**Short exercise**
Convert the stretch of the items below, from the line containing "Return one point per instance of the yellow" through the line containing "<point>39,9</point>", both ends included, into a JSON list of strings with one string per line and no blank lines. Leave the pictures out of the answer.

━━━

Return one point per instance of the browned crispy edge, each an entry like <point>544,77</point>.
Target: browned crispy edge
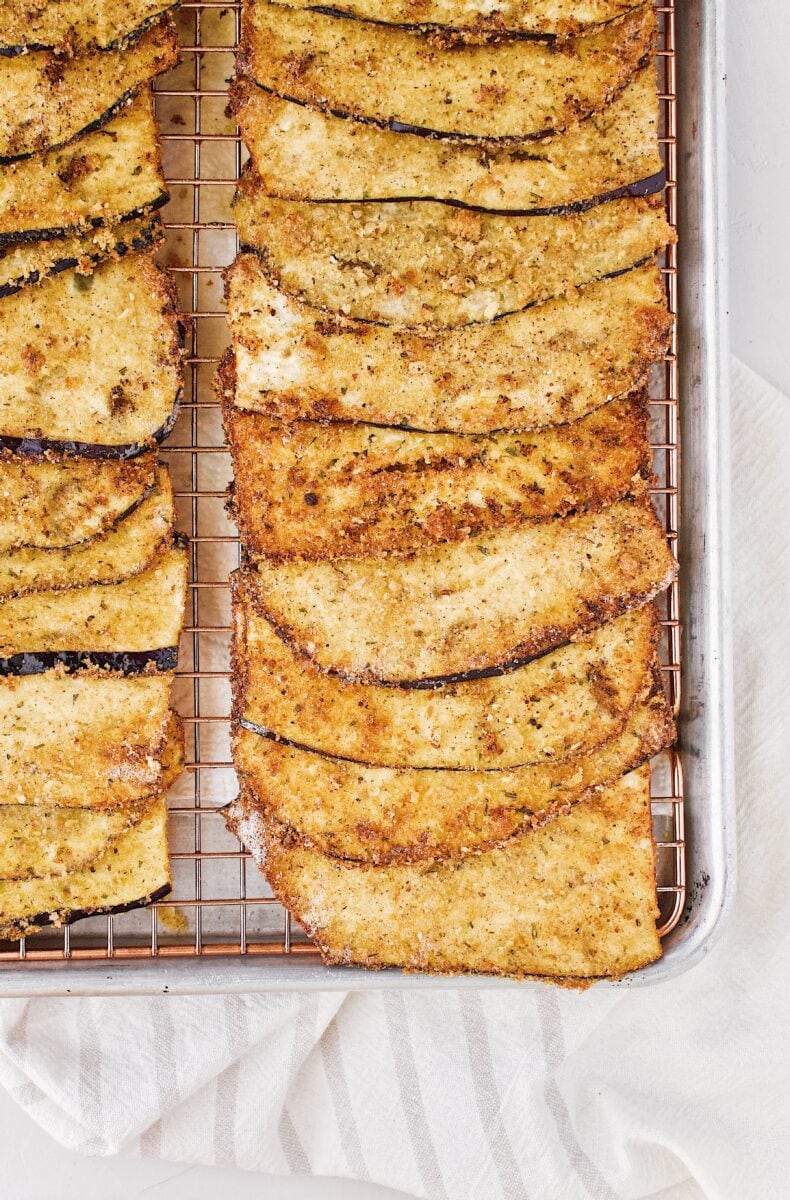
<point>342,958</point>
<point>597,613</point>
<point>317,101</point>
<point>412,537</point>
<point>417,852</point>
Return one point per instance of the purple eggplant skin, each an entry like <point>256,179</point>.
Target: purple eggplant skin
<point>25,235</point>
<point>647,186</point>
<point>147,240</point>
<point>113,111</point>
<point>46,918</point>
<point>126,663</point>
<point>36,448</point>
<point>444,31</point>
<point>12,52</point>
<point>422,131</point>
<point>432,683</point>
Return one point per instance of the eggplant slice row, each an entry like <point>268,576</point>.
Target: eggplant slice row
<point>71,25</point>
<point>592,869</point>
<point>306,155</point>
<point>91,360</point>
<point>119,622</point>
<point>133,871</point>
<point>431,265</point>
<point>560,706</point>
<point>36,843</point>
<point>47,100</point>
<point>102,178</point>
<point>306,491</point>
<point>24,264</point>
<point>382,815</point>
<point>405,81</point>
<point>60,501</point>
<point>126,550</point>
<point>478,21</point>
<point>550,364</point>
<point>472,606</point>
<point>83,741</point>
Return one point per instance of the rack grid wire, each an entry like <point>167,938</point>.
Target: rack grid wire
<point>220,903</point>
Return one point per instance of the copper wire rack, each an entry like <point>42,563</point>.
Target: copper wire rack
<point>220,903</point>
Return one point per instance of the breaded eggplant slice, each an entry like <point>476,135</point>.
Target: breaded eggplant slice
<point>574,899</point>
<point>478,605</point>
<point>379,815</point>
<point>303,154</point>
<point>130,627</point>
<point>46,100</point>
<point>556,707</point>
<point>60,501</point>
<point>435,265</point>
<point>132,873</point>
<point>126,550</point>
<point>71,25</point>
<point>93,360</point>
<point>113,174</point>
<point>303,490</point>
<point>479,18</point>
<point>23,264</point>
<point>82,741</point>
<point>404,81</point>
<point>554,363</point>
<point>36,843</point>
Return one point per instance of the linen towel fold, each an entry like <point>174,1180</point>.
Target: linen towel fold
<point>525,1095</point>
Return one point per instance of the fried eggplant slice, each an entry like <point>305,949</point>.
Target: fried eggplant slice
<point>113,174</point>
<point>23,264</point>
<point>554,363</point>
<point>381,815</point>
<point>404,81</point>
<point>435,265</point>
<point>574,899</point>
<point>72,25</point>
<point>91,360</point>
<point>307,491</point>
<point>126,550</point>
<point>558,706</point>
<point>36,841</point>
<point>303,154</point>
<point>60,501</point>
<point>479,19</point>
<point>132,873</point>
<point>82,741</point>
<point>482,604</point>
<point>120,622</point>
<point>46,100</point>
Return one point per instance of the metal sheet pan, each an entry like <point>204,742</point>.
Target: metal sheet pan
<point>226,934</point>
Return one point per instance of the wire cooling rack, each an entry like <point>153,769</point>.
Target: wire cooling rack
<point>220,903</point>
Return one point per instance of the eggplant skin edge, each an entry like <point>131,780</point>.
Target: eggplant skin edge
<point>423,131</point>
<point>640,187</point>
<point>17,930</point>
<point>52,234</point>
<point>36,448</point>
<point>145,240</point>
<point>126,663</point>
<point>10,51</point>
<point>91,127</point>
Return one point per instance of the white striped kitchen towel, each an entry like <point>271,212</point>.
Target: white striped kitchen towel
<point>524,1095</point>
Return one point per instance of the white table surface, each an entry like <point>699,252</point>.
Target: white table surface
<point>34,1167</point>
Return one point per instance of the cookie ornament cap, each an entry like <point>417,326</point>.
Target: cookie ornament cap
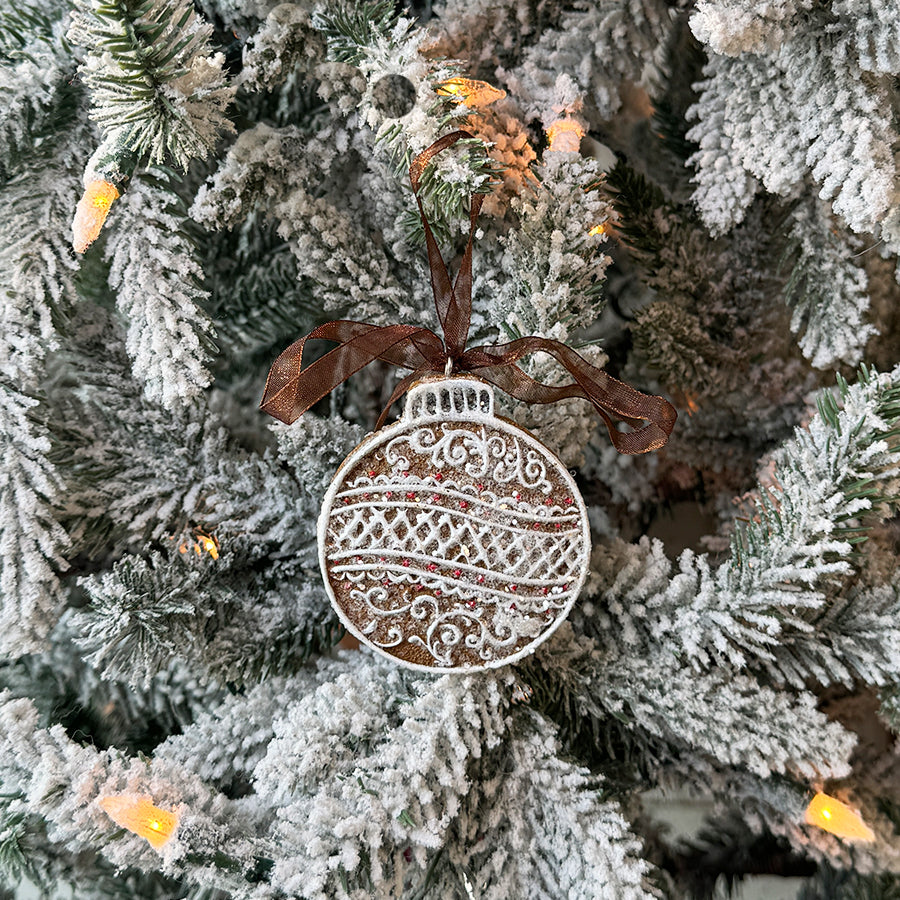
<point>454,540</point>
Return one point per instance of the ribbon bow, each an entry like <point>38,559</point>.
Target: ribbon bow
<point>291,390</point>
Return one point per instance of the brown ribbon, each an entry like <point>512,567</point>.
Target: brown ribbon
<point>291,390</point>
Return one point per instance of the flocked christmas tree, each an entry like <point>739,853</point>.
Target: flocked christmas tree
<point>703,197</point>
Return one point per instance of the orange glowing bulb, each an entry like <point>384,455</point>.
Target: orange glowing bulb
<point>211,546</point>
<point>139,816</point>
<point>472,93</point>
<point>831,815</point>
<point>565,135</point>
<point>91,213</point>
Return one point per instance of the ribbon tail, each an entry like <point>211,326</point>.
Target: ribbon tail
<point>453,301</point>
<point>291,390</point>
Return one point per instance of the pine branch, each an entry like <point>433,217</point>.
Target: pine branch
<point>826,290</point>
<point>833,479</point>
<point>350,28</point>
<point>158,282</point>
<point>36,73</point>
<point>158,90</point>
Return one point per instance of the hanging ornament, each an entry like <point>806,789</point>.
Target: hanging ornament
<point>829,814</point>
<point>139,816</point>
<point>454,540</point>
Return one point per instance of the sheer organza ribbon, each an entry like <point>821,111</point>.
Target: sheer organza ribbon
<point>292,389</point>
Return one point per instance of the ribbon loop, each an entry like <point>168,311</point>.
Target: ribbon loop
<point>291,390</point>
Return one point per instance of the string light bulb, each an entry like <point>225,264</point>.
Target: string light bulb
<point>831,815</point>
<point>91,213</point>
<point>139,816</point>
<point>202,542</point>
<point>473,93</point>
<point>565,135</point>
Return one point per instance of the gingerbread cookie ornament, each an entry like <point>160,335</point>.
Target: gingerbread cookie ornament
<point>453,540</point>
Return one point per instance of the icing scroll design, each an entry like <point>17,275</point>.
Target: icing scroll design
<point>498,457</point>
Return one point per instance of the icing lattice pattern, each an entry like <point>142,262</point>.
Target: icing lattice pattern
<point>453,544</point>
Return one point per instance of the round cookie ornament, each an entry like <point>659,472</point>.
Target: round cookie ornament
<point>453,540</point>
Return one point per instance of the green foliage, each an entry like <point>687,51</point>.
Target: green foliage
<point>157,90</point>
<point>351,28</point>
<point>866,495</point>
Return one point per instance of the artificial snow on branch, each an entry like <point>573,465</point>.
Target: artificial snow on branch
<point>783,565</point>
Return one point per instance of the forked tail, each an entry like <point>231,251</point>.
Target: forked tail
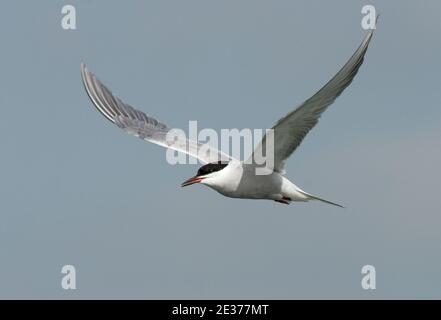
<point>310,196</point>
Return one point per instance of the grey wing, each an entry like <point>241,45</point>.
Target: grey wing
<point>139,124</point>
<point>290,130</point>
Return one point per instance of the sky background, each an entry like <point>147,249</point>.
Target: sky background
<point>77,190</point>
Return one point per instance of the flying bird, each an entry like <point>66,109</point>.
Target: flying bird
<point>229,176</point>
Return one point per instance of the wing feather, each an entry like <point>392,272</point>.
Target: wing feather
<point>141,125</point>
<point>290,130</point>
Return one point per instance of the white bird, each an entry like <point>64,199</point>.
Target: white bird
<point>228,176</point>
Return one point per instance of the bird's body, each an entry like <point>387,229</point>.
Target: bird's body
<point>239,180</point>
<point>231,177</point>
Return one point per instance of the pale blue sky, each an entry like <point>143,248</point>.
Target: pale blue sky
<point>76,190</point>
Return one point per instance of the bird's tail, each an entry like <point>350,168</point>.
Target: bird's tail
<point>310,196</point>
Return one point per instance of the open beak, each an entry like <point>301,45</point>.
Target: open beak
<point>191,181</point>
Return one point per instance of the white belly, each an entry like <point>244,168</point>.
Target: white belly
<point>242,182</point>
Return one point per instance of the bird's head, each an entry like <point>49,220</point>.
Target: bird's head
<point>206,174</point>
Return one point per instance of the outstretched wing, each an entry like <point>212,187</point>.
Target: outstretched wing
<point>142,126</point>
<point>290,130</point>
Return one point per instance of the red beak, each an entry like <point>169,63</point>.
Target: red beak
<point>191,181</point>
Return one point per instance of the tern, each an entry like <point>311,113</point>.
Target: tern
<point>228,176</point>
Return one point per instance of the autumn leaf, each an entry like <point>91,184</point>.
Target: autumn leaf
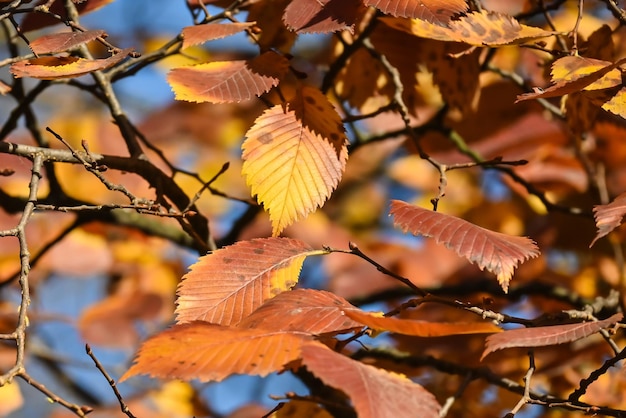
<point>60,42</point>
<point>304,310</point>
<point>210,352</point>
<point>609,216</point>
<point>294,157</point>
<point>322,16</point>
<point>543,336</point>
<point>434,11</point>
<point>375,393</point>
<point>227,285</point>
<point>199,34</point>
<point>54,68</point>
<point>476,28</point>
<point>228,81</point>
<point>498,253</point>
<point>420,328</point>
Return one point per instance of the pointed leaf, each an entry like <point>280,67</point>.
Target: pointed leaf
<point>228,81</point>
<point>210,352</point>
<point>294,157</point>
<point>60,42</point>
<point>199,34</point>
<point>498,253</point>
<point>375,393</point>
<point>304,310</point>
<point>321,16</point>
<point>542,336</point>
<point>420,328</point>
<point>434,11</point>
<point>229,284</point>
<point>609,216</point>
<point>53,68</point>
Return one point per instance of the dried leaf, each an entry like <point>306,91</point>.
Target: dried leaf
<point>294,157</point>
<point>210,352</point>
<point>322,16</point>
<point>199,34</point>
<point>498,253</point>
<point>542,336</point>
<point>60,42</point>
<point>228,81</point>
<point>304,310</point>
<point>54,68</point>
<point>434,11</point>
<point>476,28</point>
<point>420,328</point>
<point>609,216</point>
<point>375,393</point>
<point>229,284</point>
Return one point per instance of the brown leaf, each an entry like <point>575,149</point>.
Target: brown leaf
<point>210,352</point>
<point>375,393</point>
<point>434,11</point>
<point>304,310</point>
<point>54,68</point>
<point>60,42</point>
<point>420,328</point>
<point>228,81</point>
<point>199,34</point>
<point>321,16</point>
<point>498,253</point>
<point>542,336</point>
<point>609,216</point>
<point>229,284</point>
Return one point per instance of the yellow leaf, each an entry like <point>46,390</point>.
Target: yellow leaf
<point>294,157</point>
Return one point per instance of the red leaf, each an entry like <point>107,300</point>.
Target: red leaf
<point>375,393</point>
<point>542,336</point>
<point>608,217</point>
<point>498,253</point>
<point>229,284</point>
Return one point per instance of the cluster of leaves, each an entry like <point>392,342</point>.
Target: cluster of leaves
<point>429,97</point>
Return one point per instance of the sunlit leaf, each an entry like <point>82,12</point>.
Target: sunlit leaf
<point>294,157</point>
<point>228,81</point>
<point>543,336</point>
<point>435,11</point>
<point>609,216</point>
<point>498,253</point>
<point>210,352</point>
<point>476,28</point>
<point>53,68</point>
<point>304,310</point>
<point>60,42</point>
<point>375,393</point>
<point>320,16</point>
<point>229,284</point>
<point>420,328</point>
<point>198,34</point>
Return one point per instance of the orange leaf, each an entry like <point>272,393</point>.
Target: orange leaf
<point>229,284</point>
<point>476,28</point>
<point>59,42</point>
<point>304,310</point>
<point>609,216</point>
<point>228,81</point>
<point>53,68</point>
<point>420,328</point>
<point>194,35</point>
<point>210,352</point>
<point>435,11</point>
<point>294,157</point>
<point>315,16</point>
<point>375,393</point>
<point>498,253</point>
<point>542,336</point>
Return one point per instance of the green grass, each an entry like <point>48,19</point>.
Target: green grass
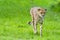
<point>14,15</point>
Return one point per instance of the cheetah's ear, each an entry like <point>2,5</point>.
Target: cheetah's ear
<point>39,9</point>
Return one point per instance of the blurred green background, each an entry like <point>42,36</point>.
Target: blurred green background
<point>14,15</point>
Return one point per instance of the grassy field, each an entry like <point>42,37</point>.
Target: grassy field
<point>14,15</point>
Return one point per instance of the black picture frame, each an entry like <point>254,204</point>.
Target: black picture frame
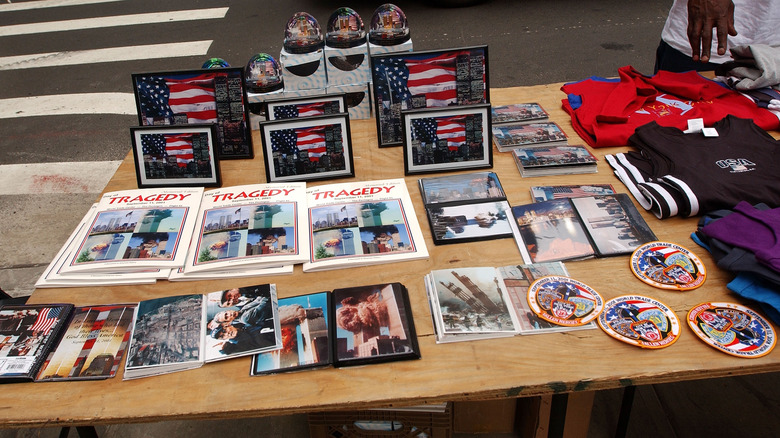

━━━

**Task result**
[
  "Return one point per instance of the yellow leaf, each an entry like <point>46,390</point>.",
  "Target: yellow leaf",
  "<point>294,157</point>",
  "Return one point per instance of the red leaf, each an entry like <point>107,300</point>.",
  "Target: red leaf",
  "<point>375,393</point>",
  "<point>542,336</point>",
  "<point>608,217</point>",
  "<point>498,253</point>",
  "<point>229,284</point>",
  "Return one point per instance of the cluster of leaves, each an entry like <point>392,342</point>.",
  "Target: cluster of leaves",
  "<point>429,97</point>",
  "Return one point per instance of the sunlit leaf, each an entry like <point>82,12</point>.",
  "Target: sunlit leaf",
  "<point>294,157</point>",
  "<point>228,81</point>",
  "<point>543,336</point>",
  "<point>435,11</point>",
  "<point>609,216</point>",
  "<point>498,253</point>",
  "<point>210,352</point>",
  "<point>476,28</point>",
  "<point>53,68</point>",
  "<point>304,310</point>",
  "<point>60,42</point>",
  "<point>375,393</point>",
  "<point>320,16</point>",
  "<point>229,284</point>",
  "<point>420,328</point>",
  "<point>198,34</point>",
  "Return one point per instance of the orange leaf, each an entry like <point>272,393</point>.",
  "Target: orange leaf",
  "<point>229,284</point>",
  "<point>476,28</point>",
  "<point>59,42</point>",
  "<point>304,310</point>",
  "<point>609,216</point>",
  "<point>228,81</point>",
  "<point>53,68</point>",
  "<point>420,328</point>",
  "<point>194,35</point>",
  "<point>210,352</point>",
  "<point>435,11</point>",
  "<point>294,157</point>",
  "<point>315,16</point>",
  "<point>375,393</point>",
  "<point>498,253</point>",
  "<point>542,336</point>",
  "Return one point per instance of the green grass, each an entry like <point>48,19</point>.",
  "Target: green grass",
  "<point>14,15</point>",
  "Return one point per instance of the cheetah's ear, each an entry like <point>2,5</point>.",
  "Target: cheetah's ear",
  "<point>39,9</point>"
]